Extracted entries
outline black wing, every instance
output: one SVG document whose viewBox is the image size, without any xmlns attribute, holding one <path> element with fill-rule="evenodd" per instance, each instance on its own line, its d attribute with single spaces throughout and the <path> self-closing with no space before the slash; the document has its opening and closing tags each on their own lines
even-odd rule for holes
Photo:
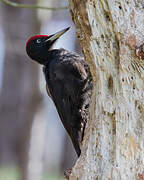
<svg viewBox="0 0 144 180">
<path fill-rule="evenodd" d="M 89 69 L 80 56 L 63 57 L 44 70 L 48 89 L 78 156 L 89 105 Z"/>
</svg>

▸ **To do**:
Quote every line of the entries above verbatim, omitting the pictures.

▸ **Answer for the task**:
outline black wing, every instance
output: one SVG document whose viewBox is the image size, without any xmlns attribute, holding one <path> element with fill-rule="evenodd" per instance, each instance on its own line, its d attribute with single spaces throughout and the <path> self-closing with no space before the slash; the document has its opening and closing tags each on their own lines
even-odd rule for holes
Photo:
<svg viewBox="0 0 144 180">
<path fill-rule="evenodd" d="M 89 69 L 80 56 L 63 57 L 44 70 L 48 89 L 78 156 L 89 105 Z"/>
</svg>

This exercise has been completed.